**Stated task:** Starting at the line below that contains "Reviewer note: confirm that each instance of the white sock", print each line through the end of the records exactly as it appears.

**Data rows:**
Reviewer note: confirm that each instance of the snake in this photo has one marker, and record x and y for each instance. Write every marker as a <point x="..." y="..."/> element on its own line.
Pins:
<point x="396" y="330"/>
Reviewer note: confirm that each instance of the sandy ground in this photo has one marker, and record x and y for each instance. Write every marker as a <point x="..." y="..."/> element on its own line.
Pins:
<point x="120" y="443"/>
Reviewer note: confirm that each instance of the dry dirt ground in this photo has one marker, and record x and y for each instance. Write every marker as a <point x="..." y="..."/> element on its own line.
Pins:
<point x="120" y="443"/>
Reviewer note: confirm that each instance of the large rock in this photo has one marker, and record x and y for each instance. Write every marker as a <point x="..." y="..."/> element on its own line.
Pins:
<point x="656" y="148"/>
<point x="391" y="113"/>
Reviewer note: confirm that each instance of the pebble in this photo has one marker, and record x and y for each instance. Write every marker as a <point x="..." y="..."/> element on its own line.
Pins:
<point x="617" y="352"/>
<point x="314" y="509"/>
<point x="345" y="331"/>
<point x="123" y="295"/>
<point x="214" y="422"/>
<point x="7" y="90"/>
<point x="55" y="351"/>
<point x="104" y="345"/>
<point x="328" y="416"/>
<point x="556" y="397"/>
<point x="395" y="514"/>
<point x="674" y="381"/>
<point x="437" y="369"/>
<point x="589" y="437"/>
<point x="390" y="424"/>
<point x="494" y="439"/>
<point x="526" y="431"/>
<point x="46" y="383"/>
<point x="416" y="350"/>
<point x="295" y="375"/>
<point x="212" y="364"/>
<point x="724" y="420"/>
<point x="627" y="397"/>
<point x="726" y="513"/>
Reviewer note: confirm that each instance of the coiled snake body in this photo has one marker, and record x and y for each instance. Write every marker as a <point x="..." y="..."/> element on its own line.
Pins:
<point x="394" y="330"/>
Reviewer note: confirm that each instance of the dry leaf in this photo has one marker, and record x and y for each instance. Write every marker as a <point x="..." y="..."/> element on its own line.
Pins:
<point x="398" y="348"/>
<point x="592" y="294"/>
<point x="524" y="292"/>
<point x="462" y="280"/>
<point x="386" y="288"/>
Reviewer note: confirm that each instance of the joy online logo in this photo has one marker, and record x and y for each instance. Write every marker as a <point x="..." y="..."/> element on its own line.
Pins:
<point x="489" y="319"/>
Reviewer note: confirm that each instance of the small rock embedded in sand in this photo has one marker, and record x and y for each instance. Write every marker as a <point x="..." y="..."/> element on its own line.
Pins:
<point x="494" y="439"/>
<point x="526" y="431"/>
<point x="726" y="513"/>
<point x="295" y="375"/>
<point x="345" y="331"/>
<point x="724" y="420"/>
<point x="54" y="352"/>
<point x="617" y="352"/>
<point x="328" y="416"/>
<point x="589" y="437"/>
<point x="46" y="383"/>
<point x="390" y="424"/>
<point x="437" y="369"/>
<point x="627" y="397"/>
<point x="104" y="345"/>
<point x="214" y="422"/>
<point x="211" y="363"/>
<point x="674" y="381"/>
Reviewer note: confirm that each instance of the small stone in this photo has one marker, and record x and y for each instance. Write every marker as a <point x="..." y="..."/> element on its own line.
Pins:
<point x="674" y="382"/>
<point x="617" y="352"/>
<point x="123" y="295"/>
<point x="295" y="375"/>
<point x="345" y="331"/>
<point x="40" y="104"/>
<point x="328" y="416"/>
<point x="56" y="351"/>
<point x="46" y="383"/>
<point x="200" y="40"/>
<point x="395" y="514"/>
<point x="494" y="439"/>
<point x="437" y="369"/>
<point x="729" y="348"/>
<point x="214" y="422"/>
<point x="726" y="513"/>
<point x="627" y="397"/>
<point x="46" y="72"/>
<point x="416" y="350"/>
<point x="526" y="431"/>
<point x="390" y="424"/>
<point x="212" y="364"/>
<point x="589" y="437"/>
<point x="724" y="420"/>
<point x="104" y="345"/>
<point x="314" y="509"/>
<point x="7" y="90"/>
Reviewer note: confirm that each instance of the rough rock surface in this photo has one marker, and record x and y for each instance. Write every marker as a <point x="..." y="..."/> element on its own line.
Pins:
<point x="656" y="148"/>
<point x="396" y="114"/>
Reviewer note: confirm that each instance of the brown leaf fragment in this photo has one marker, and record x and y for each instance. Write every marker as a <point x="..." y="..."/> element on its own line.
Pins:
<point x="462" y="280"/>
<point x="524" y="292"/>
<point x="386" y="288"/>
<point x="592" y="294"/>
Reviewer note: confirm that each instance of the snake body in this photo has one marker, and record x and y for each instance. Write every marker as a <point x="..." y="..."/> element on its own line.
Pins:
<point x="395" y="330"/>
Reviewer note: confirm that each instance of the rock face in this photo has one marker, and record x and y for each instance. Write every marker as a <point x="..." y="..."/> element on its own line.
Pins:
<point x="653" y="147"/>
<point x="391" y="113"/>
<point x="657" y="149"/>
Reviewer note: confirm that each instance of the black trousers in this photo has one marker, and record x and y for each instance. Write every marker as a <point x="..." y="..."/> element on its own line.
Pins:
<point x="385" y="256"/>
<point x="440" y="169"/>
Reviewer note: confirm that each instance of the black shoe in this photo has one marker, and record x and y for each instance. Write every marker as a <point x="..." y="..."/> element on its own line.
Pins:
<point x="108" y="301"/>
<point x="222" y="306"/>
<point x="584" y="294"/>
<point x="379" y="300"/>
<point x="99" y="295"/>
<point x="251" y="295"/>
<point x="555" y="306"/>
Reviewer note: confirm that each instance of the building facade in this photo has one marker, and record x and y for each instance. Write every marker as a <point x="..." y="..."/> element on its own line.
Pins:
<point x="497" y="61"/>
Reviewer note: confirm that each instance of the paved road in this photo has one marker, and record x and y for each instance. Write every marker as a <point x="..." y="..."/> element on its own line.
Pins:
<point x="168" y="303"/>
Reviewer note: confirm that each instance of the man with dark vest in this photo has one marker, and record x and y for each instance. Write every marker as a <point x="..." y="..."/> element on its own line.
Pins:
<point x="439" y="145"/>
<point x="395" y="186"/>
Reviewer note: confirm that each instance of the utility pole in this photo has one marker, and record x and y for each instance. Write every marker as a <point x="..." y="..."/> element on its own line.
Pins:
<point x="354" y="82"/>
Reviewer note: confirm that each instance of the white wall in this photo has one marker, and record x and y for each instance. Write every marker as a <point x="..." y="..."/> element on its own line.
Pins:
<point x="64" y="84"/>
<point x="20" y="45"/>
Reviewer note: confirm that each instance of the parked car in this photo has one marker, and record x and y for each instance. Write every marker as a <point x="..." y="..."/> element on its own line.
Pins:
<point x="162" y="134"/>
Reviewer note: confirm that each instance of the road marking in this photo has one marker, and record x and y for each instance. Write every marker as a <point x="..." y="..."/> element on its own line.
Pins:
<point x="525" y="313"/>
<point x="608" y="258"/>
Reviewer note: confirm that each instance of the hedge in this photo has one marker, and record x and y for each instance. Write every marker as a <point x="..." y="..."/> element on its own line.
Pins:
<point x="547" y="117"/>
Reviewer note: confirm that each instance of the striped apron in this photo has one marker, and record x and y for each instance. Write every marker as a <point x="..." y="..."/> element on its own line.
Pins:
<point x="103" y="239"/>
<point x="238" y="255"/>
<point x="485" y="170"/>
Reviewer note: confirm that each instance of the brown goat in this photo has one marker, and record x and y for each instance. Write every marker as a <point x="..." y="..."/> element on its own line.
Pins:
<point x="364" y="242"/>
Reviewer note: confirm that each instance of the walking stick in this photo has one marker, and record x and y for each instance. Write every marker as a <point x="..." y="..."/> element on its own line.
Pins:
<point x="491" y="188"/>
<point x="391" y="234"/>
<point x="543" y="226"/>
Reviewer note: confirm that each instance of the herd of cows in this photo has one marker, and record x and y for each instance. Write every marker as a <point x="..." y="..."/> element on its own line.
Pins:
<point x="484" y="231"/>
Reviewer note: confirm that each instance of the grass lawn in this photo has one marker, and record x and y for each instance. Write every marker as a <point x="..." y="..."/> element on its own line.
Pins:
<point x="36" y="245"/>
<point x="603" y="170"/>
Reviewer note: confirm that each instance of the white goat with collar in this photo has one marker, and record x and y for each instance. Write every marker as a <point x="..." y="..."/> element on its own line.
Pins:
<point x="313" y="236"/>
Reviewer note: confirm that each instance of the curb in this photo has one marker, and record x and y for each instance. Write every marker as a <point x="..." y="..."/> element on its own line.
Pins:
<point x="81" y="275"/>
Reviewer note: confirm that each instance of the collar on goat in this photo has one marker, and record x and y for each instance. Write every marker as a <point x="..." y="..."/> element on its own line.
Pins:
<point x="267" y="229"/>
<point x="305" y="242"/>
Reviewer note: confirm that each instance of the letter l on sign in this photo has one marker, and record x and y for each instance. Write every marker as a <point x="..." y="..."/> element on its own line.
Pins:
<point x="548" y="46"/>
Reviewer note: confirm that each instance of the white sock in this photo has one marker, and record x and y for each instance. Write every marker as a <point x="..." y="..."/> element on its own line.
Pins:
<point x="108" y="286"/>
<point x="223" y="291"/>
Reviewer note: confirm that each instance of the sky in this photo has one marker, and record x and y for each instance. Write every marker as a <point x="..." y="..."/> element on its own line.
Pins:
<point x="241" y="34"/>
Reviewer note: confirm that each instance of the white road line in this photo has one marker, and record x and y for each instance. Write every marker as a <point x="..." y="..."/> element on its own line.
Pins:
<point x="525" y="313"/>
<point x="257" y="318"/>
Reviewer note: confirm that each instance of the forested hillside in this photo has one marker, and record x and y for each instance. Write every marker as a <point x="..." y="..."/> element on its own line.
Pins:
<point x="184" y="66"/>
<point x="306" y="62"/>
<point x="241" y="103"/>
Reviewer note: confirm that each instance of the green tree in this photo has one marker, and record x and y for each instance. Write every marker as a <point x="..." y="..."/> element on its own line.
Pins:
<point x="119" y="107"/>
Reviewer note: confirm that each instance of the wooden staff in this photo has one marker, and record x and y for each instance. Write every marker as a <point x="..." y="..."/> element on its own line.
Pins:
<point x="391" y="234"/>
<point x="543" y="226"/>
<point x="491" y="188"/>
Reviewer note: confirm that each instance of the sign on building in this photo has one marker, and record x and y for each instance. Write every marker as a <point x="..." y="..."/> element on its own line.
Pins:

**Reply:**
Reviewer note: confirm that each instance of the white sock in this photo has one marker, and record x and y for each instance. Write every marker as a <point x="..." y="..."/> element on its own line.
Pins:
<point x="108" y="286"/>
<point x="223" y="291"/>
Reviewer note: confirm that each instance of the sky in this photo has one marker, and record x and y for each instance. Write every marker as a <point x="..." y="..."/> element on its own line.
Pins:
<point x="241" y="34"/>
Reviewer note: confirm that each instance of the white road line in this photo has one marker, and record x and y for each instance. Write every marker as a <point x="..." y="..."/> element on its own line.
Pins:
<point x="525" y="313"/>
<point x="257" y="318"/>
Reviewer note: confirm that each instance of the forested hillside in this photo has one marker, and record x and y for each instance. Write every marker as a <point x="..." y="..."/> element on its own line.
Pins:
<point x="184" y="66"/>
<point x="306" y="62"/>
<point x="241" y="103"/>
Reviewer note: confirm that each instance of the green tree in this photo has one marker, and record x and y for each instance. Write every marker as a <point x="..." y="..."/> element on its own line.
Pins:
<point x="119" y="107"/>
Reviewer note: confirm that each instance of the wooden staff in this photo has one marker, and record x and y for each instance. Write every marker as a <point x="..." y="..."/> element on its own line.
Pins:
<point x="391" y="234"/>
<point x="543" y="226"/>
<point x="491" y="188"/>
Reviewer note: confirm that each instance of the sign on building in this photo has one marker, and record x and y for each instance. Write every marker as a <point x="..." y="..."/> element on its own line.
Pins:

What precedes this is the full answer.